-- DATA FOR THIS EXERCISE follows --
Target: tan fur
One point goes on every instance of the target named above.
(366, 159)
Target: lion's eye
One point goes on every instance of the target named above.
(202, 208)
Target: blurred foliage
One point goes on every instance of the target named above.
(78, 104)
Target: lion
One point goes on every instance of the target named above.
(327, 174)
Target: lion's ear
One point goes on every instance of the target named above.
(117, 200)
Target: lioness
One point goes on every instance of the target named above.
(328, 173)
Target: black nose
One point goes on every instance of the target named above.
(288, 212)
-- DATA FOR THIS EXERCISE concluded --
-- DATA FOR THIS EXERCISE follows --
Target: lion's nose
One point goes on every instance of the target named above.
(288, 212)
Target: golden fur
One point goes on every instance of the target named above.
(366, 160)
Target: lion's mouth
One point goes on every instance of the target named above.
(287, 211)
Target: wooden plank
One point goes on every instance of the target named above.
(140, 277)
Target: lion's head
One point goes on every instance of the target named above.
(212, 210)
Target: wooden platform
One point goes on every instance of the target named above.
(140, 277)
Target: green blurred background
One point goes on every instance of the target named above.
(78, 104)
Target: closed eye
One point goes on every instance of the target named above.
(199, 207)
-- DATA FOR THIS EXERCISE concluded --
WORK REQUEST: For the string "blurred", show each line of the entries above where it occurs.

EXERCISE SOLUTION:
Target: blurred foliage
Target: green blurred background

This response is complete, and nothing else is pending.